- **TASK REQUIREMENTS**
Can you write out all of the items below again, swapping "keypoint" for "marker" and changing nothing else? Leave the pictures out of your answer.

--------------------------------

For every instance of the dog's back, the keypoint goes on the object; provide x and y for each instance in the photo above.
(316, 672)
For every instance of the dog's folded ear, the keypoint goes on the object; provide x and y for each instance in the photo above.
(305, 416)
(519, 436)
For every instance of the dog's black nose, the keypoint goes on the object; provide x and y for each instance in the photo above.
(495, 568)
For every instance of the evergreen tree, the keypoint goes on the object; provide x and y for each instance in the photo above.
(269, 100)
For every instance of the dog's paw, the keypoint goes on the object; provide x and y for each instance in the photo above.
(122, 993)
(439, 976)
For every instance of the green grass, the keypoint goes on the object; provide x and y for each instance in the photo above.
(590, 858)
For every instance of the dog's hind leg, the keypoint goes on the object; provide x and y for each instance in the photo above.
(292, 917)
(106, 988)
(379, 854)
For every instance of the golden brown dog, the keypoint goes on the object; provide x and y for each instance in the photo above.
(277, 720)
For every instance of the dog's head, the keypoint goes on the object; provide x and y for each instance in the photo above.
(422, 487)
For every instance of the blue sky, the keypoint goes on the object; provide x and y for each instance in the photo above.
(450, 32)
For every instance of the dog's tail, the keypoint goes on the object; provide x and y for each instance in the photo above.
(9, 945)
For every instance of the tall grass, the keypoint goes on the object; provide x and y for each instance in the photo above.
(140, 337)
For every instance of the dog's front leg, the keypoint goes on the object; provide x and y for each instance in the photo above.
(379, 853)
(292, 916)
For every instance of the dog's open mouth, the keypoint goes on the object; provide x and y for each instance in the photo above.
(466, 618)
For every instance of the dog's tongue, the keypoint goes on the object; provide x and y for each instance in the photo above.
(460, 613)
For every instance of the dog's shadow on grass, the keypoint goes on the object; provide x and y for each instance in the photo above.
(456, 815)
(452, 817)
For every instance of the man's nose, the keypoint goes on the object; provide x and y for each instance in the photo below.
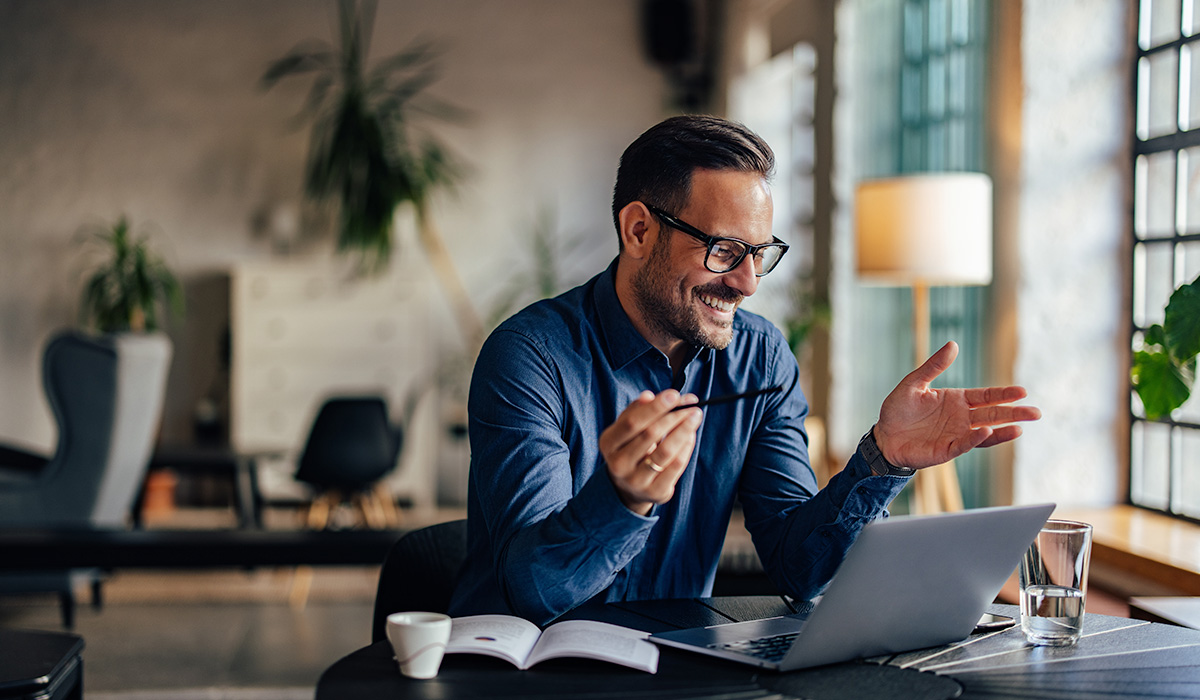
(742, 277)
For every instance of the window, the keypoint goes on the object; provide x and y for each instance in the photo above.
(1164, 455)
(922, 78)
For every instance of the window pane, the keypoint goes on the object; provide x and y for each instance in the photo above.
(1189, 468)
(1191, 54)
(1156, 282)
(1156, 195)
(1163, 115)
(1150, 456)
(1164, 22)
(1191, 190)
(1191, 255)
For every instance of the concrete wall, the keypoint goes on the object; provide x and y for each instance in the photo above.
(153, 108)
(1074, 219)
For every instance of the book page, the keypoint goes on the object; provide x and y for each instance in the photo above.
(499, 635)
(597, 640)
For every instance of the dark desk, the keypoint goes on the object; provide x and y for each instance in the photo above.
(1116, 658)
(42, 665)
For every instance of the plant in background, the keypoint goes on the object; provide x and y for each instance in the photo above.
(363, 153)
(129, 286)
(540, 271)
(808, 313)
(1164, 369)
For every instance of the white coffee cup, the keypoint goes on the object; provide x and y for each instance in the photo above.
(419, 640)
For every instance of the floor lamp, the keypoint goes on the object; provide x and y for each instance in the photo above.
(922, 231)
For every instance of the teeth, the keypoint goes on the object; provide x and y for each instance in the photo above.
(718, 304)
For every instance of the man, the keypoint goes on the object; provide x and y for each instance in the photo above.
(587, 484)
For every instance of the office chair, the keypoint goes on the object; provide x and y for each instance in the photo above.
(351, 448)
(419, 573)
(106, 394)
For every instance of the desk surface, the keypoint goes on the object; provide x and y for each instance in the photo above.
(40, 664)
(1116, 658)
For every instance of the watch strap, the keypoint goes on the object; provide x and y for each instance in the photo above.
(876, 461)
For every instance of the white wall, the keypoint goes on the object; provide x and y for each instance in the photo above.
(1074, 219)
(153, 108)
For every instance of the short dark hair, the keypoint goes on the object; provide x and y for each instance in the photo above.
(657, 167)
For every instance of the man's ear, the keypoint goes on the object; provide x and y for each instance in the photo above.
(637, 229)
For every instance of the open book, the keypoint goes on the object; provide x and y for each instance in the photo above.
(522, 644)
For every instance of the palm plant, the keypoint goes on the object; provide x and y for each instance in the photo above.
(130, 285)
(365, 156)
(1164, 369)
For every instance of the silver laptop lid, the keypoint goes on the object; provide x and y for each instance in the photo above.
(916, 581)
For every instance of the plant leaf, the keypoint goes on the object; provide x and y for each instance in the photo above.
(300, 60)
(1162, 384)
(1181, 322)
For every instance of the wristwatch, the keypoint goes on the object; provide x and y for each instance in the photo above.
(875, 459)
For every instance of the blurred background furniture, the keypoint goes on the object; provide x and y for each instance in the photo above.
(420, 573)
(304, 330)
(106, 394)
(352, 447)
(919, 231)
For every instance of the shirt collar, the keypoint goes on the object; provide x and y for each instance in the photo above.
(623, 342)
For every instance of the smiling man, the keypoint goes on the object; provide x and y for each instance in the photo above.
(592, 479)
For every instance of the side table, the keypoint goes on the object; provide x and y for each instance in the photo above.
(40, 665)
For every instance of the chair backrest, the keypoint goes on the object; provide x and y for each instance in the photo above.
(143, 364)
(106, 394)
(420, 573)
(352, 444)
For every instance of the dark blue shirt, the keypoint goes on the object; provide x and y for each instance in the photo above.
(546, 530)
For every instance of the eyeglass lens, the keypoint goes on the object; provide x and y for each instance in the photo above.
(725, 255)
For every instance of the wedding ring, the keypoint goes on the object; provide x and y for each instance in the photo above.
(651, 464)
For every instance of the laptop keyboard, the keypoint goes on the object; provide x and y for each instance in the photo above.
(771, 648)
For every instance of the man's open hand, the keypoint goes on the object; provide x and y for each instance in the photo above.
(921, 426)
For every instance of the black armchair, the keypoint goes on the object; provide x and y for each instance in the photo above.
(106, 395)
(352, 447)
(420, 573)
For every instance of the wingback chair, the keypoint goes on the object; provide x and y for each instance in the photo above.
(106, 395)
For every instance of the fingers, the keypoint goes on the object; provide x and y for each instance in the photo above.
(994, 395)
(1002, 434)
(649, 446)
(935, 365)
(645, 424)
(991, 416)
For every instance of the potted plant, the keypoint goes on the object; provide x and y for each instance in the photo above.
(129, 286)
(365, 156)
(125, 299)
(1164, 368)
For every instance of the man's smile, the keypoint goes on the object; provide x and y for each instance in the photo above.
(725, 303)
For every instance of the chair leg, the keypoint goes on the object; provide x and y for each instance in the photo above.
(388, 504)
(301, 584)
(66, 599)
(319, 510)
(371, 515)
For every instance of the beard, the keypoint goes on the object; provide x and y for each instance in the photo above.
(677, 315)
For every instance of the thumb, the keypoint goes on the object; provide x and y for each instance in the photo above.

--------------------------------

- **RESPONSE**
For every instance of the dog's back, the marker goes on the object; provide x and y for each instance in the photo above.
(316, 672)
For every instance of the dog's folded ear, the marker goes on the object; provide x and y for each instance in the photo above.
(305, 416)
(519, 436)
For every instance of the dog's black nose, the marker goes on the object; provide x and y for each instance in the photo above.
(495, 568)
For every instance of the evergreen tree, the marker goes on the object; provide x and y for each instance in the photo above.
(269, 100)
For every instance of the dog's paw, the marker goes on the object; provide x and y for each instance in the photo above.
(122, 993)
(439, 976)
For every instance of the green grass, the marker goes on the object; provide x and y for each instance in the photo above.
(590, 858)
For every instance of the dog's hind leg, the marker goes on the object; provide x and y for each instance in the photo above.
(292, 917)
(106, 988)
(379, 854)
For every instance of the golden brown dog, the marker goes on the object; provide x and y for each instance in the photo above.
(277, 720)
For every instance of the dog's head, the marker goes on the object; provide x and y for each instance in the photo above.
(422, 487)
For every instance of the blue sky, the marker goes on the object; provide x and y for each instance in the photo above.
(450, 32)
For every instance of the dog's tail, the marker goes on the object; provide x and y for each instance in the photo above.
(9, 945)
For every instance of the tall grass, the marker goes on the object; provide x and y for each instance in the photo above.
(140, 337)
For every instance of the dog's front leg, the marker goes on the object; provide x and y for each instance in the photo above.
(379, 853)
(292, 916)
For every instance of the dog's open mouth, the marker goes on the object; provide x and y for each instance in the photo above.
(466, 618)
For every instance of the dog's tongue, the marker goes on the object; provide x and y for each instance in the photo above.
(460, 613)
For every instance of the dog's shadow on grass, the marker goes on the object; provide x and y for each instance in the photo above.
(456, 815)
(452, 817)
For every instance of the man's nose, the marker goes on the object; provide x and y for each instance in the photo below.
(742, 277)
For every instance of the window, the marker goes on the object; provide x and y for each instance in the photo above.
(1164, 455)
(922, 78)
For every instance of the window pane, the marker goes on the object; provide x and y for each instance in the photo above.
(1189, 468)
(1191, 54)
(1156, 282)
(1156, 195)
(1163, 115)
(1150, 456)
(1164, 22)
(1191, 190)
(1191, 255)
For every instance of the concrete wall, the marker goes on the object; provide x and y for each instance in the photo above.
(153, 108)
(1074, 219)
For every instance of the book page, the marker goes on the object; provide x and y for each instance in the photo above.
(499, 635)
(597, 640)
For every instance of the dark desk, the marker goes on the object; provide x and y for each instance in the photo above.
(1116, 658)
(42, 665)
For every instance of the plant in background, the marker goes on the object; provide x and y for each instance in the photo above.
(363, 153)
(129, 286)
(540, 271)
(808, 313)
(1164, 369)
For every instance of the white coffee cup, the marker goes on the object; provide x and y for each instance in the photo above.
(419, 640)
For every instance of the floor lamp, the marker goes on the object; provide x and y for each instance in the photo above.
(922, 231)
For every instance of the teeth, the marker goes on the object; provide x and y for each instance in the photo above.
(718, 304)
For every instance of the man, the marker goes on the object; provide x and y for each instance in the photo above.
(587, 484)
For every instance of the office chair, the marker goes on the object; provide x and y for each instance in the photo above.
(351, 448)
(419, 573)
(106, 394)
For every instance of the desk surface, the marker goes on the object; provide x and y for each instance in the photo above.
(40, 664)
(1116, 658)
For every instance of the watch strap, the marker goes on the object; provide x and y for each instance in the photo above.
(876, 461)
For every instance of the white wall, the marker goes on the object; provide x and y for each instance in the photo above.
(1074, 219)
(153, 108)
For every instance of the short dark hair, the marker goes on the object; provide x and y for each instance in the photo above.
(657, 167)
For every instance of the man's ear, the marker goes on the object; provide x and y for each instance in the photo above.
(637, 229)
For every instance of the open book, the marker goes on the object; provide x and y for each instance in the photo above.
(522, 644)
For every instance of the palm plant, the marker goes on the object; provide x and y for each instance in the photo above.
(130, 285)
(365, 156)
(1164, 369)
For every instance of the silver laptop lid, the marker goes on the object; provide x and y for each instance in the photo above.
(916, 581)
For every instance of the plant leaf, the marker goes on the object; provide x and y for each instance in the photo above.
(300, 60)
(1162, 384)
(1181, 322)
For every instance of the wristwatch, the marker goes on the object; provide x and y for each instance in the photo above.
(875, 459)
For every instance of the blurred background furniture, the marker goes on the object; provide x and y for each instance in the photo above.
(420, 573)
(304, 330)
(106, 394)
(352, 447)
(919, 231)
For every instance of the shirt collar, the marker goes on the object; provide x and y for each instance in the photo above.
(623, 342)
For every instance of the smiling man, the marker goes on the object; provide x and y for each instance in the photo above.
(592, 479)
For every instance of the side table, the marker goes on the object; provide x and y for each instance in the photo above.
(40, 665)
For every instance of the chair backrest, the marker goes on the object; provide x and y for each instance in the photo above.
(143, 364)
(106, 394)
(420, 573)
(352, 444)
For every instance of the dark blue shirt, the marker goes on the object; provide x and y for each instance in the photo above.
(546, 530)
For every instance of the eyeglass lens, the marker goes on the object; provide x and y for each instance in the photo above.
(725, 255)
For every instance of the wedding ring, the marker goes on the object; provide x and y for each instance in the photo above.
(651, 464)
For every instance of the laptop keyboard, the marker goes on the object; provide x and y for each instance in the photo above.
(771, 648)
For every instance of the man's open hand, the marker goes on the object; provide x and y for each instance in the photo above.
(921, 426)
For every instance of the black armchair, the marker goes on the object; provide x and y for each instance in the photo above.
(106, 395)
(352, 447)
(420, 573)
For every instance of the wingback chair, the marker goes on the object; provide x and y for each instance in the photo above.
(106, 395)
For every instance of the fingers, the marker goes on the object; provide x and y for each instance in the photo above.
(994, 395)
(1002, 434)
(649, 446)
(935, 365)
(645, 424)
(991, 416)
For every instance of the potted plant, the marker goes on the object; provide x and y for each instance in the photo above.
(129, 286)
(365, 156)
(125, 299)
(1164, 368)
For every instance of the man's smile, the marker goes on the object; provide x and y for each instance in the photo above.
(725, 303)
For every instance of the chair leg, the marker goes on the object; provide x and y for each instance in the photo above.
(388, 504)
(301, 584)
(66, 599)
(319, 510)
(371, 515)
For every instance of the beard, the marker goes on the object; provide x and y for each instance in the photo above.
(677, 315)
For every instance of the thumb, the marker goes on the object; provide x and y for each instance in the photo above.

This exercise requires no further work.